SOURCE EXTRACT ->
__________________________________________________

Hudal was a committed anti-communist and opposed liberalism. Before the rise of Nazism, he was already critical of parliamentary governance. His ideas were similar to the political and economic ideas of such authoritarian and/or fascist politicians as Engelbert Dollfuss and Kurt Schuschnigg (Austria), Franz von Papen (Germany), and António de Oliveira Salazar (Portugal). According to author Greg Whitlock: "Hudal squarely fitted into a formula current at the time, the category of Clerical-Fascism."

Hudal was most concerned with the rise of the international communist movement and worker parties in Austria. Fear of Bolshevism was his starting point, but this feeling turned into an aggressive political doctrine towards Russia: "Essential to understanding Hudal's politics is his fear that Bolshevist military forces would invade Italy through Eastern Europe or the Balkans and would be unstoppable until they destroyed the Church. Like many within the Church, he embraced the bulwark theory, which placed hope in a strong German-Austrian military shield to protect Rome. This protection involved a pre-emptive attack on communism, Hudal believed, and so he felt an urgent need for a Christian army from Central Europe to invade Russia and eliminate the Bolshevist threat to Rome".

He had another reason to hope for a German-led defeat of Russia. His long-term goals were "the reunification of Rome with the Eastern Orthodox Church and the conversion of the Balkans from the Serbian Orthodox Church to Catholicism". He expected that the invasion of the Soviet Union by European forces would serve these aims. Since the Russian Revolution of 1917 had crushed the Russian Orthodox Church, Hudal and other Catholics saw a historic opportunity to help Russian Christians with aid "and conversion", ending the thousand-year East–West Schism that divided Christianity.

__________________________________________________

PROMPT A -> Please report every line of the entries that contains the string "positive".

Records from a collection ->
__________________________________________________

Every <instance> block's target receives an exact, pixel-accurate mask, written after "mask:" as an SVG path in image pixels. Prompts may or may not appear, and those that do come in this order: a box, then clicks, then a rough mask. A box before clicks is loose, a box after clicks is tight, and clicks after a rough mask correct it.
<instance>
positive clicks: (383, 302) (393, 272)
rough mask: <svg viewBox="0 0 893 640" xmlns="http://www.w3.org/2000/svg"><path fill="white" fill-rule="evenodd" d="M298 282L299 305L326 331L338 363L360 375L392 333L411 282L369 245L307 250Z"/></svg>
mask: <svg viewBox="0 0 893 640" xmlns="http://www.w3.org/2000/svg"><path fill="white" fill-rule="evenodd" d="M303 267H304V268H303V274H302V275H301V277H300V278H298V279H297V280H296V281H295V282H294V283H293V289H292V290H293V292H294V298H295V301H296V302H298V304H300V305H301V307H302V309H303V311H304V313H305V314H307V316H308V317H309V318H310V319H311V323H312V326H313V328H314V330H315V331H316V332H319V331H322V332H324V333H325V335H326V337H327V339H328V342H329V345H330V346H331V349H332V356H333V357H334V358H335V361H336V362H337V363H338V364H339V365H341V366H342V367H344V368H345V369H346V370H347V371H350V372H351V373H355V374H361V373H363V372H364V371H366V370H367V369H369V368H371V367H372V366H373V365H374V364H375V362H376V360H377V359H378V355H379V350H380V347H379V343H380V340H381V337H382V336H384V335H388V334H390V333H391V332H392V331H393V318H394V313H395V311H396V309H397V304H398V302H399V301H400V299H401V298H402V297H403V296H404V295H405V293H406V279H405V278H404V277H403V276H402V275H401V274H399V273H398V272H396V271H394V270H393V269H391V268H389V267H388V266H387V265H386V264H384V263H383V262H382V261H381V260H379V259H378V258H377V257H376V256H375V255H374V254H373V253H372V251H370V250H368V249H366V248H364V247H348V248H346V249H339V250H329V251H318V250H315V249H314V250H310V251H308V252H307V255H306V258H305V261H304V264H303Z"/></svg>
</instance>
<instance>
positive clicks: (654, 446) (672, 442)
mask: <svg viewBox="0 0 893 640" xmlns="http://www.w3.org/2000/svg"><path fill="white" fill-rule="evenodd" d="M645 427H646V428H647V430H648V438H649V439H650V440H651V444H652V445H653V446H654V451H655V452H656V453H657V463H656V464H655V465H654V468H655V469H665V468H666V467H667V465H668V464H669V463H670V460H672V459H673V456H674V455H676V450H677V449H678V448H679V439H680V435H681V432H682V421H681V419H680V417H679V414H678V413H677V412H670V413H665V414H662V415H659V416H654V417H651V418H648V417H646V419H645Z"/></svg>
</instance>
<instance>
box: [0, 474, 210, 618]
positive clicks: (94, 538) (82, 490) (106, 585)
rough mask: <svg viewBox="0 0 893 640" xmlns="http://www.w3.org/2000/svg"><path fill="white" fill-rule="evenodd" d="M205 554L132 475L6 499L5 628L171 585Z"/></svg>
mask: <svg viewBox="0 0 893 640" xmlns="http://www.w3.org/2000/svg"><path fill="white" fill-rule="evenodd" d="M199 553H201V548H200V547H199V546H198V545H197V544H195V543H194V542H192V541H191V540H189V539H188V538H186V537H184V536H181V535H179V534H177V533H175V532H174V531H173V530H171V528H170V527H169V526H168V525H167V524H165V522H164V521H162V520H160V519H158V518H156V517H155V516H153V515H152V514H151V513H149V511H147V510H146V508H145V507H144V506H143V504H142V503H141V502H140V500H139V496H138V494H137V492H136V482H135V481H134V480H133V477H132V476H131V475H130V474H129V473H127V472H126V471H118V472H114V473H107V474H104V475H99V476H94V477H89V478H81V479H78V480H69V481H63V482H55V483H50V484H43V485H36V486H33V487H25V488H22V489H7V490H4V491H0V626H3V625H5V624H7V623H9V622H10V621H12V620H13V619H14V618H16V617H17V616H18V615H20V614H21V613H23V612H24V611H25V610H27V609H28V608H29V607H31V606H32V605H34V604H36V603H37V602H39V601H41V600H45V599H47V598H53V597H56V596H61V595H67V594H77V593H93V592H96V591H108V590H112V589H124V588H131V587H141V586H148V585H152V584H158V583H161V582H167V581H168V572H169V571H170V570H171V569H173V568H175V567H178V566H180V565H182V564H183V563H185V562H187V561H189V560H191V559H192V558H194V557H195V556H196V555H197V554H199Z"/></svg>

__________________________________________________

PROMPT B -> In the passage on Hudal, which author is quoted as placing Hudal in the category of Clerical-Fascism?

TASK OUTPUT A ->
positive clicks: (383, 302) (393, 272)
positive clicks: (654, 446) (672, 442)
positive clicks: (94, 538) (82, 490) (106, 585)

TASK OUTPUT B -> Greg Whitlock.